出題 A ->
記録の中から「globe」という文字列を含む行をすべて集め、そのまま書き写すこと。大文字と小文字は区別する。

本文抜粋 ->
苦手な仕事は抱え込まない(イラスト:N本)
苦手な仕事は抱え込まない(イラスト:N本)

   そうやって毎日どんよりと仕事をしている私の前には、2人の男性社員の先輩が座っていました。H野さんとI村さん(仮名)です。

   2人は同い年でしたが、外見も中身も正反対でした。H野さんは柔らかな雰囲気の紳士的な男性。督促でも穏やかな口調で論理的に相手を説得し、お客さまに入金してもらう手法を得意としていました。

   一方、I村さんは昔やんちゃしてたことのある、ちょっと派手な外見の男性。督促もどちらかというと強めに出るタイプです。

「H野、このお客さま、お前向きだから頼むよ」
「了解。じゃあI村さん、このお客さま、ちょっとガツンとお願いできる?」

   (……ん?) ふと顔を上げると、目の前の先輩たちがこんなやり取りをしつつ、お客さまをトレードしていました。

与えられた情報 ->

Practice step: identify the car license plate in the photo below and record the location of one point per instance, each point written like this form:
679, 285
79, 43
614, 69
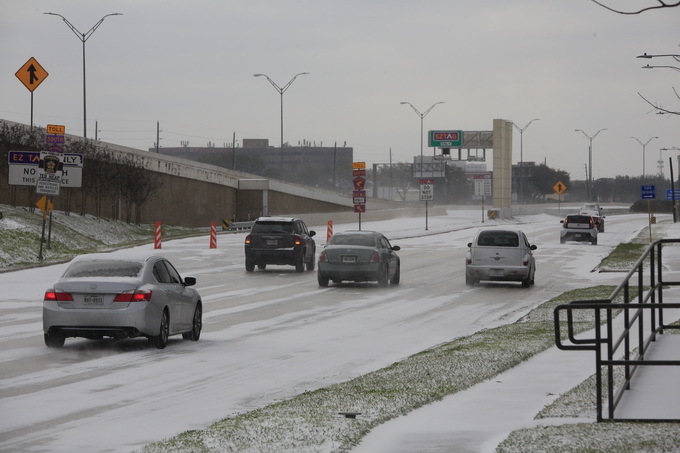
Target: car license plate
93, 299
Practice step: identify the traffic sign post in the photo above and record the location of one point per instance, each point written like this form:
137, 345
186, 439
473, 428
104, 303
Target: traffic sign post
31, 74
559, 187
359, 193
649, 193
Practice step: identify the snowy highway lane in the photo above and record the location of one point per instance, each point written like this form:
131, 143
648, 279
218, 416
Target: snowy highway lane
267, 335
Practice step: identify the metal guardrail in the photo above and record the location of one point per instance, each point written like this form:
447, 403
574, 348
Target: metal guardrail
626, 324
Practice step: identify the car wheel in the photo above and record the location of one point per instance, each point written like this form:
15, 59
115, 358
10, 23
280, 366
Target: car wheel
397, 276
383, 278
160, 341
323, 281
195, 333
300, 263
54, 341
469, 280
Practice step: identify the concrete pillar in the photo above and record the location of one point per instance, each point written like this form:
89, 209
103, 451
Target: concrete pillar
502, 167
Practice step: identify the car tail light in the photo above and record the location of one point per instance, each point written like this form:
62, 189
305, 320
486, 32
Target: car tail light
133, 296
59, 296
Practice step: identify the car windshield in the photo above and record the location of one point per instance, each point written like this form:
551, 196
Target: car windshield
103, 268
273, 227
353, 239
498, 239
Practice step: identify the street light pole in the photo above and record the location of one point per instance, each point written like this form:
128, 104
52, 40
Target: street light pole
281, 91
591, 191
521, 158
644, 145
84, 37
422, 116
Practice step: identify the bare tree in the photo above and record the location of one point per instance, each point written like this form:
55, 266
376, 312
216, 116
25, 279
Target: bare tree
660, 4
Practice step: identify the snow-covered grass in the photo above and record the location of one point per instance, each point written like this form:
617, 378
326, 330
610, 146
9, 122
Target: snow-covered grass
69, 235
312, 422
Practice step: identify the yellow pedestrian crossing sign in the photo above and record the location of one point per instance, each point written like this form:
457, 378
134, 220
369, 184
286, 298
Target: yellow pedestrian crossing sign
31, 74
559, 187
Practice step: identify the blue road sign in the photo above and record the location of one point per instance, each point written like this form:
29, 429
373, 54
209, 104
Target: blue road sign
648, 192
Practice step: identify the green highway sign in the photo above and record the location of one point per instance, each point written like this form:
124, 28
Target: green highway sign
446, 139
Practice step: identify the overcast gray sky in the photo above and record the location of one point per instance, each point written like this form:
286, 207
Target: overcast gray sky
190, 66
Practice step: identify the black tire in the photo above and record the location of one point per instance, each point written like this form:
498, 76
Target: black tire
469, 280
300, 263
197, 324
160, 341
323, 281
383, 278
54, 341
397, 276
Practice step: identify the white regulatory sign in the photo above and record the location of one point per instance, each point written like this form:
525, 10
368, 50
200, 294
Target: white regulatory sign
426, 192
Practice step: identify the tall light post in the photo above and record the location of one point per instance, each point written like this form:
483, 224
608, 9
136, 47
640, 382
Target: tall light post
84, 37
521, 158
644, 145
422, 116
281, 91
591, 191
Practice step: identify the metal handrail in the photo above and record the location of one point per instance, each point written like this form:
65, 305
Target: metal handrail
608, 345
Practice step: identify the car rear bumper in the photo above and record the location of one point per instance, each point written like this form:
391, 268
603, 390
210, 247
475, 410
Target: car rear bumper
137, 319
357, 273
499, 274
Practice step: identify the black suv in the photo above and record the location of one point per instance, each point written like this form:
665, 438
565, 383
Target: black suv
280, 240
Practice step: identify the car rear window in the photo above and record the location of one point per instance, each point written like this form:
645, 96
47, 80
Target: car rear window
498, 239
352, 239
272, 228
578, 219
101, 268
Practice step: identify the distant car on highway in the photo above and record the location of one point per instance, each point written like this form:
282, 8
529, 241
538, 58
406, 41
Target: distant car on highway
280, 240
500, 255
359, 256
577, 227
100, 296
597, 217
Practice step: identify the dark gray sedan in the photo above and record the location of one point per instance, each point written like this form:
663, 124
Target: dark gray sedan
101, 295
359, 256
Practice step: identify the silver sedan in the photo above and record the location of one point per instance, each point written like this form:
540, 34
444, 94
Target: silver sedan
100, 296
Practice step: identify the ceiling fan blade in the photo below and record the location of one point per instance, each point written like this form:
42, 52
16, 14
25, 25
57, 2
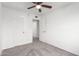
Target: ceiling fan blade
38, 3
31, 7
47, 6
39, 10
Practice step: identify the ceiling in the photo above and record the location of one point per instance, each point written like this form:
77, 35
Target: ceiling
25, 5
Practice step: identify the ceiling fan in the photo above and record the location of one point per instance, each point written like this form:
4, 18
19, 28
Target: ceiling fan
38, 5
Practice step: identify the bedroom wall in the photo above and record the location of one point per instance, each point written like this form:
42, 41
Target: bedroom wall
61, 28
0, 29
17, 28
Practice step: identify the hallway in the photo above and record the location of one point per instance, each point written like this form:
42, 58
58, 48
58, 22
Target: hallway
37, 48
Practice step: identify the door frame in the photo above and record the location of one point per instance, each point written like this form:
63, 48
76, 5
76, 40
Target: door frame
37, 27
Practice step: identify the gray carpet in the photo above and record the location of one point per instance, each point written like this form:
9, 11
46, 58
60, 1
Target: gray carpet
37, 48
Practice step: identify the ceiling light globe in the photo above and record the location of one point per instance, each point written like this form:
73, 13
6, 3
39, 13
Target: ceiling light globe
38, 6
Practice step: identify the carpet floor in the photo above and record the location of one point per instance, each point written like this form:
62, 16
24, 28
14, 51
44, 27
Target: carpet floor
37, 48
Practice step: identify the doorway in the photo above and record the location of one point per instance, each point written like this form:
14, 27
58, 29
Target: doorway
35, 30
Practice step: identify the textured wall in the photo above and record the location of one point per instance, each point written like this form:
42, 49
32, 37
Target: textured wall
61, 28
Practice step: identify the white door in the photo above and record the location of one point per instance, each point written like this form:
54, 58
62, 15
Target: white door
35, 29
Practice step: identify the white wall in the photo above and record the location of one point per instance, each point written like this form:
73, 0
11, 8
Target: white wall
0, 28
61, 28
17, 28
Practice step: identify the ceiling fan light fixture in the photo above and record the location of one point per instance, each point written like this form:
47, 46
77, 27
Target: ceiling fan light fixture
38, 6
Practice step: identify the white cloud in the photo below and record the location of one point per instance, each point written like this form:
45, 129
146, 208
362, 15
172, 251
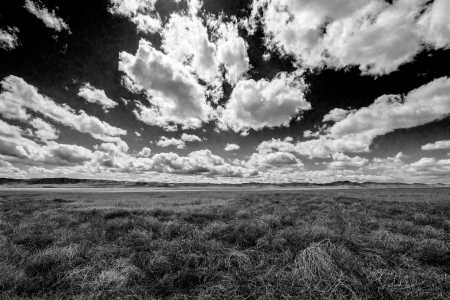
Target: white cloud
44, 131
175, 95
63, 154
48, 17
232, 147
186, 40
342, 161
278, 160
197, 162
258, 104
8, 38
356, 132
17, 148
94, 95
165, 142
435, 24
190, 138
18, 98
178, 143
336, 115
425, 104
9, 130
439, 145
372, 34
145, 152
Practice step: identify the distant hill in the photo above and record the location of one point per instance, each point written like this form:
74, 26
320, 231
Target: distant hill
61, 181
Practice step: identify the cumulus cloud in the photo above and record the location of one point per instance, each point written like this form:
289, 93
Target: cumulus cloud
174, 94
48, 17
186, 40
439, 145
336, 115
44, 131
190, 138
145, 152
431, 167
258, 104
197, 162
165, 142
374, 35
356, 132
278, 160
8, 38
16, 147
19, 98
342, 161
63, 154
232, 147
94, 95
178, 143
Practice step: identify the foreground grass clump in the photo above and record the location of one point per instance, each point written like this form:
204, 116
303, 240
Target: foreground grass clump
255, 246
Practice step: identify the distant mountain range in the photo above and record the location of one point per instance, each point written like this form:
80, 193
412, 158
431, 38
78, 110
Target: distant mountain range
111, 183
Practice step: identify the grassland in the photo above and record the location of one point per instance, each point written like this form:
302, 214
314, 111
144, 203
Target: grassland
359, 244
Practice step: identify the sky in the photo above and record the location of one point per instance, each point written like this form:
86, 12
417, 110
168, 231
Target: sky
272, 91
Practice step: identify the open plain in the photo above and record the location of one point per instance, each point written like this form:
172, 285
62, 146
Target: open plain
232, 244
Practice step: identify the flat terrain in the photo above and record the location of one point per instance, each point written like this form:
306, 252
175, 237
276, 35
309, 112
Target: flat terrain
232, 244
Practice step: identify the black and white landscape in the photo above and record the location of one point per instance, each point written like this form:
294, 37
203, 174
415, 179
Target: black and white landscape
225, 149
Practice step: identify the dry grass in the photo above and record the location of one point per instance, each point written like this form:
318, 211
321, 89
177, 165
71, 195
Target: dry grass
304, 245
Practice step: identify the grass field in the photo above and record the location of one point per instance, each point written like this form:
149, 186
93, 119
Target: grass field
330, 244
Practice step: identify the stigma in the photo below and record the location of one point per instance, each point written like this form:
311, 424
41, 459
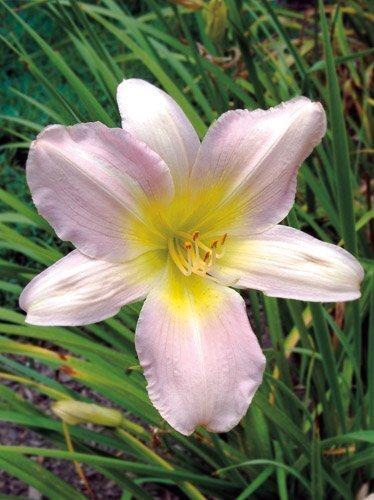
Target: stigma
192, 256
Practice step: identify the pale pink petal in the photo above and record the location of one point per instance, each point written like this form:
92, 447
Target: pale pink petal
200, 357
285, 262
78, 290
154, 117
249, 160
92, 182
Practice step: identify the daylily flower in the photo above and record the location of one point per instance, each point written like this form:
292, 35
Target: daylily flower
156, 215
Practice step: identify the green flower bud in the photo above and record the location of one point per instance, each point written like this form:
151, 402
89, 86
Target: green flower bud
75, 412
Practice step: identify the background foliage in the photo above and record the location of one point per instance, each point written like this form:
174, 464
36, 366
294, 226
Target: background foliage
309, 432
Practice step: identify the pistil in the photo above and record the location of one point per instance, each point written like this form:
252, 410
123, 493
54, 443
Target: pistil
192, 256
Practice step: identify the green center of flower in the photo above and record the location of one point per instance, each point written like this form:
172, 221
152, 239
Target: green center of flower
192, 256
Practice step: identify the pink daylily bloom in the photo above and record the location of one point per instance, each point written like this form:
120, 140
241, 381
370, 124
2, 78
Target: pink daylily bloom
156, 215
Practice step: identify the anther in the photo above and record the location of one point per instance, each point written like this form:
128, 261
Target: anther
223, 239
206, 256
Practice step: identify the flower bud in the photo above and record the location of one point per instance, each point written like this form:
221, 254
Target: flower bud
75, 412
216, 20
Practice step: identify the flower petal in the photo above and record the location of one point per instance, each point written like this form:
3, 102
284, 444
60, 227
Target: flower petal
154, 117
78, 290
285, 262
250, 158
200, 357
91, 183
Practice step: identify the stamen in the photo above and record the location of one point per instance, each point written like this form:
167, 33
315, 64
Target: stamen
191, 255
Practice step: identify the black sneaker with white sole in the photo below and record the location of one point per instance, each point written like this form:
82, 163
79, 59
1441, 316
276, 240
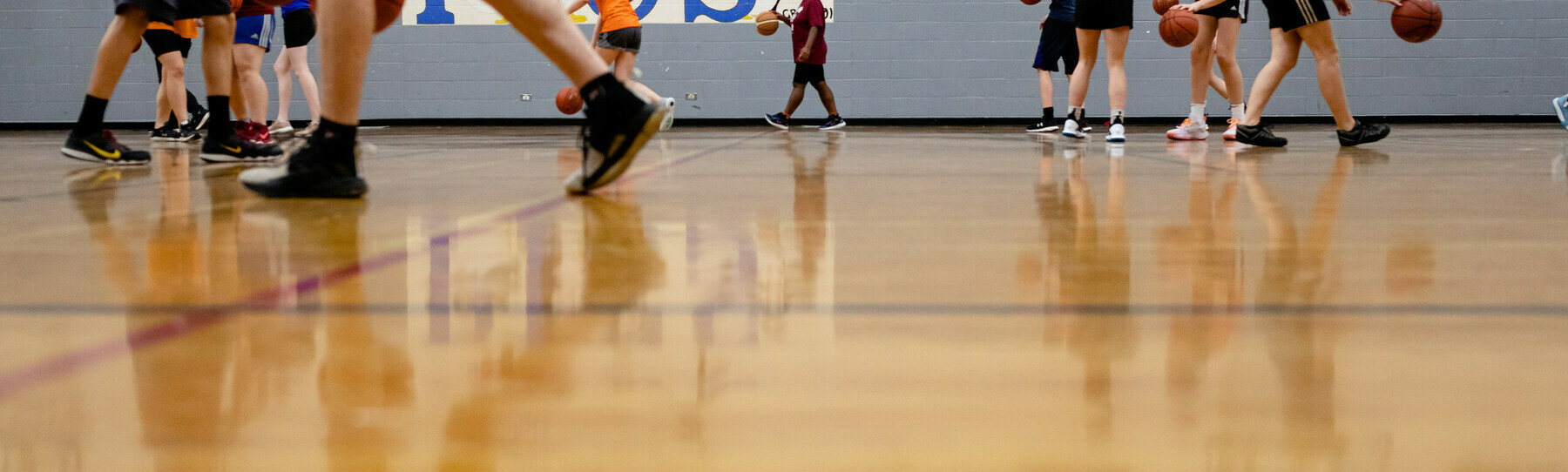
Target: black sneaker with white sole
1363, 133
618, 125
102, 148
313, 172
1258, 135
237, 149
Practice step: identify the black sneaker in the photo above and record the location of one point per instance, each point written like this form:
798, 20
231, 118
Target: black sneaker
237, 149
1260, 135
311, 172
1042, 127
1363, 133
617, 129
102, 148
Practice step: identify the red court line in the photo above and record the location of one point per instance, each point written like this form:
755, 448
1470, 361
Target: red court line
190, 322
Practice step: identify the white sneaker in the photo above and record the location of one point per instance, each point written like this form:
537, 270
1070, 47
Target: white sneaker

出題 B ->
督促の仕事を描いた本文抜粋のうち、「一方、I村さんは昔やんちゃし」から「さまをトレードしていました。」までの部分を一字も変えずに書き出すこと。

解答 A ->
Practice step: identify the ceiling light globe in the photo above and record the location of one point per instance, each point written like this form:
Target: ceiling light globe

解答 B ->
一方、I村さんは昔やんちゃしてたことのある、ちょっと派手な外見の男性。督促もどちらかというと強めに出るタイプです。

「H野、このお客さま、お前向きだから頼むよ」
「了解。じゃあI村さん、このお客さま、ちょっとガツンとお願いできる?」

   (……ん?) ふと顔を上げると、目の前の先輩たちがこんなやり取りをしつつ、お客さまをトレードしていました。